--- RECORDS TO USE Enclosed Below ---
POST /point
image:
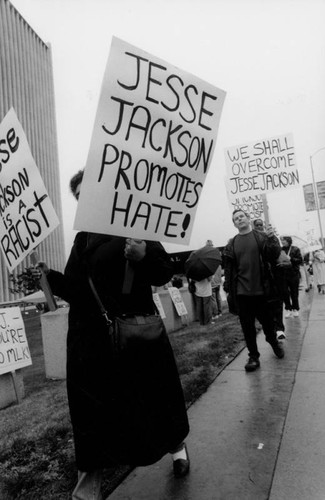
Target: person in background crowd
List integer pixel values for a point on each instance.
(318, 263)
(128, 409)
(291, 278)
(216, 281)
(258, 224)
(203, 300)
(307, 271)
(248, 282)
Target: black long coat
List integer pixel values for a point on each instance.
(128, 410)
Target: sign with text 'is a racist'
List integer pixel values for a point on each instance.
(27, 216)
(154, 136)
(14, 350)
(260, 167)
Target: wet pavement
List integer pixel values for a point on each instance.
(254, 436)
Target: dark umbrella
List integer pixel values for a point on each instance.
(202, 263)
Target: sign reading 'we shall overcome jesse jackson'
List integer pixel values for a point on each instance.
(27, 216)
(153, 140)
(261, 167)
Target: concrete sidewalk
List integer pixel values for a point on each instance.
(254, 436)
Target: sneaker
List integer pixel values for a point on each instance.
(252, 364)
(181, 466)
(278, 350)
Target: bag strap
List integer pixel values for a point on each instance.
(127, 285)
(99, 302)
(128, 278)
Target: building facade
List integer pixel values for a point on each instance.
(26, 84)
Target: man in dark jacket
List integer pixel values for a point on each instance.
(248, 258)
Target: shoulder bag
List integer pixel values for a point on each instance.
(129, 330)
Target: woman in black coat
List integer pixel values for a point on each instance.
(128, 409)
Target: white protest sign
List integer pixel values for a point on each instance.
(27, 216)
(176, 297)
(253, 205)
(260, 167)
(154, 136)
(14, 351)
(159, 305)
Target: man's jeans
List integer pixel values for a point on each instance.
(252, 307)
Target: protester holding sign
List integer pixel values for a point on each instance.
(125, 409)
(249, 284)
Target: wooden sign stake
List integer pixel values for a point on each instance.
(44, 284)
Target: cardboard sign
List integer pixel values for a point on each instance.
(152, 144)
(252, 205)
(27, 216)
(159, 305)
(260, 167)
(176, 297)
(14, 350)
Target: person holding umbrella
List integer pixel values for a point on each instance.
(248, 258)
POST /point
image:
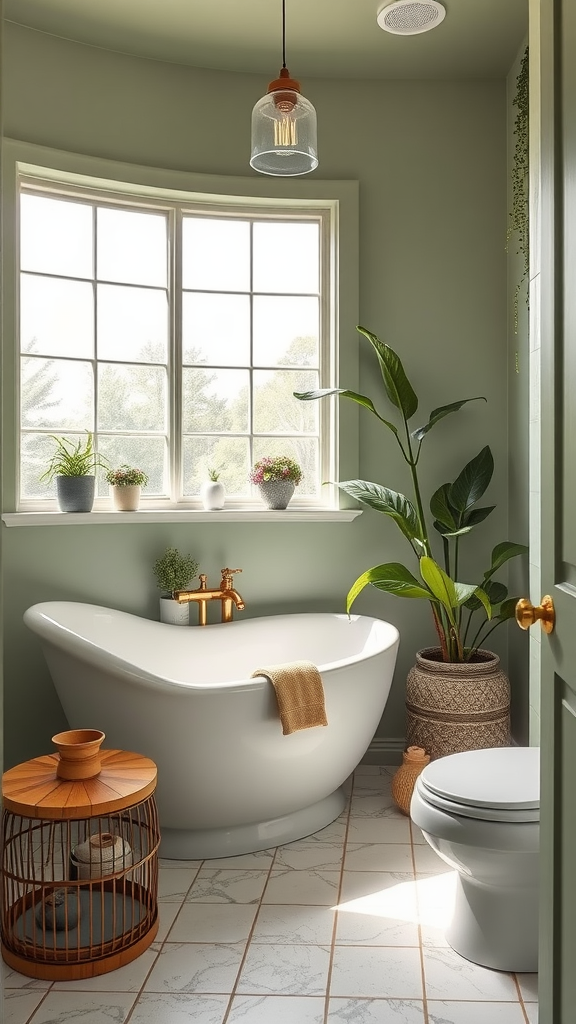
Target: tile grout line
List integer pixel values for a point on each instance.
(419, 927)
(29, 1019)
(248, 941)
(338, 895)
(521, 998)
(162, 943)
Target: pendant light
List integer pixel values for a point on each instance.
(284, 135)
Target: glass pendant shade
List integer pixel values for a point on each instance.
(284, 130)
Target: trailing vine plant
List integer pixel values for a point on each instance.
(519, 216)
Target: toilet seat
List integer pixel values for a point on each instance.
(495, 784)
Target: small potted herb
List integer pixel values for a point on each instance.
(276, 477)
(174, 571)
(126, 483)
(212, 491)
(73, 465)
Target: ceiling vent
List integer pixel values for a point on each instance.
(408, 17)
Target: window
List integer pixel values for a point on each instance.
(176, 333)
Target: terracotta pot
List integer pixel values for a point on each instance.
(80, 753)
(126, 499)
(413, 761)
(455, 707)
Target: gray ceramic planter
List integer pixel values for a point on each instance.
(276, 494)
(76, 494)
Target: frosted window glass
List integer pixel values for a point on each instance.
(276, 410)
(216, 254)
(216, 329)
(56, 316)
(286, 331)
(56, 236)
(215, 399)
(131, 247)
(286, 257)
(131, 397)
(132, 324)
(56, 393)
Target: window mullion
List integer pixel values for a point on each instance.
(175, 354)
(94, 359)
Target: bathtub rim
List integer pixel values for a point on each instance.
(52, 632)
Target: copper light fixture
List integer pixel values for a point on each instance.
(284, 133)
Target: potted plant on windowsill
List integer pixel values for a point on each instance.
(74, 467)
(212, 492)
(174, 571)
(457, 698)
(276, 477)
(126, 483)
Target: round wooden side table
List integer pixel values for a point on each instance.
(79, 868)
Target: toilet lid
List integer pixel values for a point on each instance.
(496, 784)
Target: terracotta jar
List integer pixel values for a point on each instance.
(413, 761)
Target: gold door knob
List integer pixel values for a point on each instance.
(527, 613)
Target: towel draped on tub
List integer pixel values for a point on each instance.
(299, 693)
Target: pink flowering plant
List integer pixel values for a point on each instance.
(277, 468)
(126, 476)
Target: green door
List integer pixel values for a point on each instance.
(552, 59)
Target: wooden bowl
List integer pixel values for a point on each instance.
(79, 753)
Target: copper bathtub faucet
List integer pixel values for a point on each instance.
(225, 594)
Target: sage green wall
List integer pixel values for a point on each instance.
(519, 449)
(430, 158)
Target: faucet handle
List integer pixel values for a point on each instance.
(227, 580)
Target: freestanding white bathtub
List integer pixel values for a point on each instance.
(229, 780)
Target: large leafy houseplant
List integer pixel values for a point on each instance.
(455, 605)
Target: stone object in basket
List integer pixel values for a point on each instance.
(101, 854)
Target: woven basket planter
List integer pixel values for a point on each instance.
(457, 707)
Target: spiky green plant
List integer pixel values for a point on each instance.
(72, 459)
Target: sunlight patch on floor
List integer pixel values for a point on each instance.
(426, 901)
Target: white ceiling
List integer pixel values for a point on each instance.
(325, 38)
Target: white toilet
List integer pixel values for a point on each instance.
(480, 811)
--- End of Enclosed RECORDS TO USE ---
--- RECORDS TO USE Enclosed Below ---
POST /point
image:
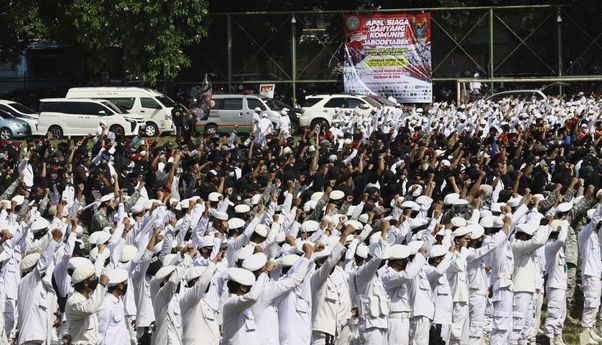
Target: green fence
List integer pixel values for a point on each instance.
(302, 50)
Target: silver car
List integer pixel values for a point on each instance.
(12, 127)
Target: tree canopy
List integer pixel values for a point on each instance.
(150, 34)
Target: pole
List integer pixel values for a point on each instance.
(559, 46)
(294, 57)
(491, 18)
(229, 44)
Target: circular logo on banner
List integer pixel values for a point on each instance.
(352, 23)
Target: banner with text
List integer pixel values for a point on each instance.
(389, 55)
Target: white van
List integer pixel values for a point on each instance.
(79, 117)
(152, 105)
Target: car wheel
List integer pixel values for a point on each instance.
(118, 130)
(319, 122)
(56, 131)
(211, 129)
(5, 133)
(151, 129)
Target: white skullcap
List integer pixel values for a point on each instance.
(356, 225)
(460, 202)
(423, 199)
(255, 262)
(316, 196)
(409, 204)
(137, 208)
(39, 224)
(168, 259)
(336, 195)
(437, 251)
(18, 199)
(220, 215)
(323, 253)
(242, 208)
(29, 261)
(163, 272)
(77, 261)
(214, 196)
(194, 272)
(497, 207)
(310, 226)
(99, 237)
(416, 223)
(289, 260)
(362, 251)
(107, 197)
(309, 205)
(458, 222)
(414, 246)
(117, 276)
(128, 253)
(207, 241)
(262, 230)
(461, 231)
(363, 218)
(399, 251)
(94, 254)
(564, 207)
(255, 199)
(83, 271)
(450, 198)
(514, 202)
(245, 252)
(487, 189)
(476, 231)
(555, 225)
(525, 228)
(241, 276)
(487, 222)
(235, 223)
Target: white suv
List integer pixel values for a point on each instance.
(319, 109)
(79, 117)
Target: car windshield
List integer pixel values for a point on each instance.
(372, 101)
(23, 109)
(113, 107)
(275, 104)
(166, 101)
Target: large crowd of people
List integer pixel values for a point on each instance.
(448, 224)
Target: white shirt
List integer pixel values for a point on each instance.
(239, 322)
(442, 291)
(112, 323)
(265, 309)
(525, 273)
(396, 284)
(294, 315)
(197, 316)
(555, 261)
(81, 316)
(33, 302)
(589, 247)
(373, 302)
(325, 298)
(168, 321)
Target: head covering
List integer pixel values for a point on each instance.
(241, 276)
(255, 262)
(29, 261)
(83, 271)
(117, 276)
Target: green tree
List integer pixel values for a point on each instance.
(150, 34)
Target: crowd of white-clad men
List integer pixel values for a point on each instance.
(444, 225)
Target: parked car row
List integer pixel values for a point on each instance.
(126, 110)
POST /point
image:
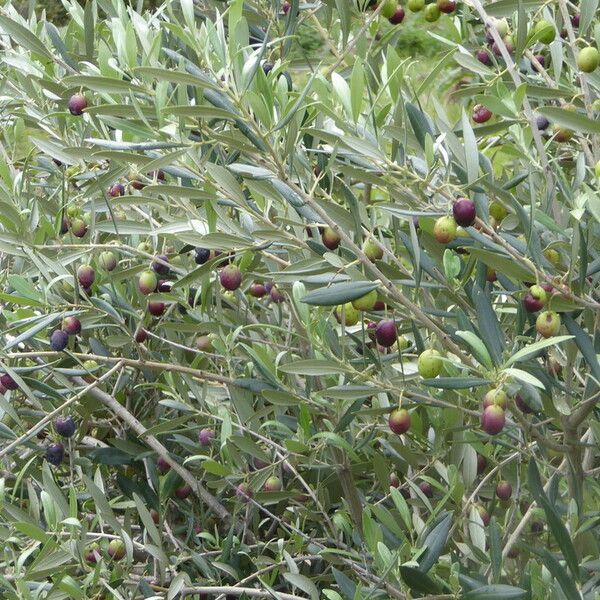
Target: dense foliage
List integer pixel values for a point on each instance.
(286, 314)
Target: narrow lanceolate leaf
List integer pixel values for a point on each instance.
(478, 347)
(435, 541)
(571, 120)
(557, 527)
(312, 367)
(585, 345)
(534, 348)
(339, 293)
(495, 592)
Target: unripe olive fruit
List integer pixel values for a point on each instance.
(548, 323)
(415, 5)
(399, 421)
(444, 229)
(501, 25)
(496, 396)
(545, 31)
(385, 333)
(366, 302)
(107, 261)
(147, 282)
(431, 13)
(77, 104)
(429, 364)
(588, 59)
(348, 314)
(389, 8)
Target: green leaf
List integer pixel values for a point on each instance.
--- End of Enclosed RECORDS TO USE ---
--- RECORDS TO USE Enclosed Below ---
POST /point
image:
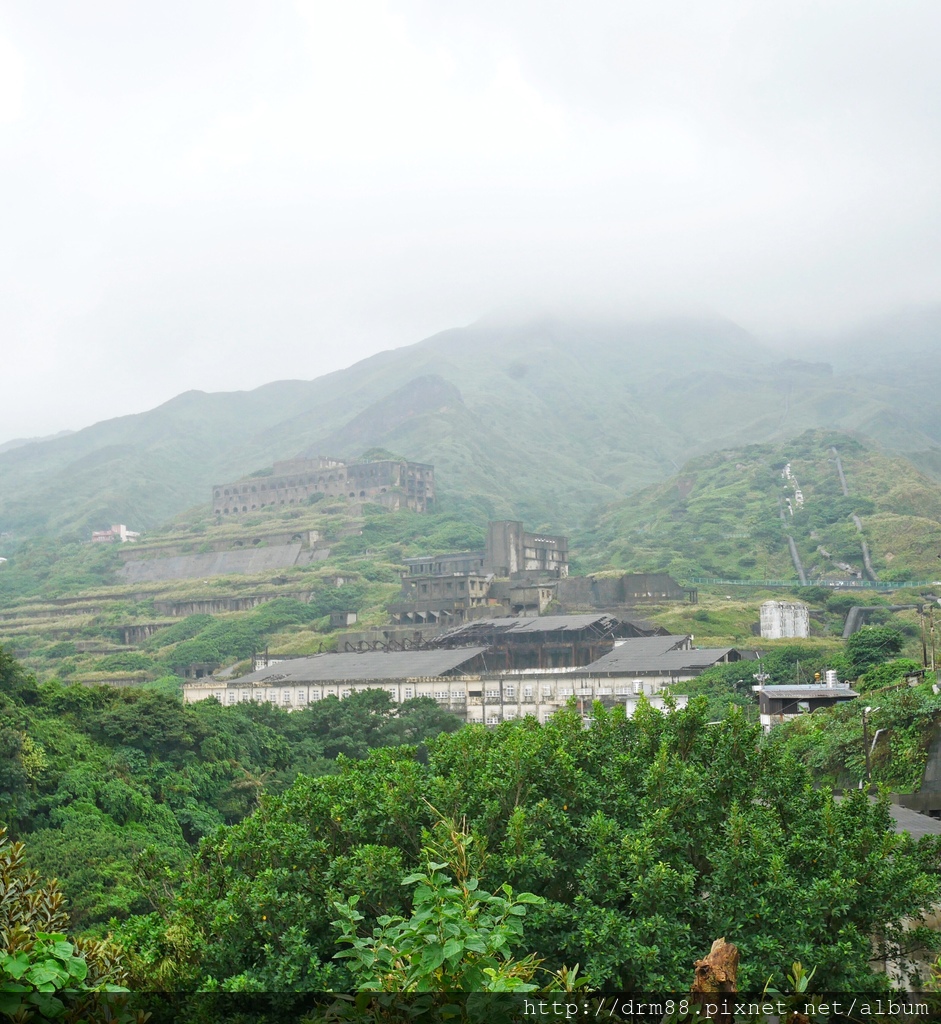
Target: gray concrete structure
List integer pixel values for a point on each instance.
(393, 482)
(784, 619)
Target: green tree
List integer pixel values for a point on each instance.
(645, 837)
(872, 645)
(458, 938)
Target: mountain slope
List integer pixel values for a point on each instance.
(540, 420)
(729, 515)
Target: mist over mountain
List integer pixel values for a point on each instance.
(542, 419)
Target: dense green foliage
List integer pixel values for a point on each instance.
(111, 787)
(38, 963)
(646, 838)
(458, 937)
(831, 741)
--- End of Enclosed RECORDS TO USE ---
• [ACTIVITY]
Across the data, pull every line containing the string "with".

• [OUTPUT OF THE TASK]
Target: sign with text 'is a racist'
Target: banner with text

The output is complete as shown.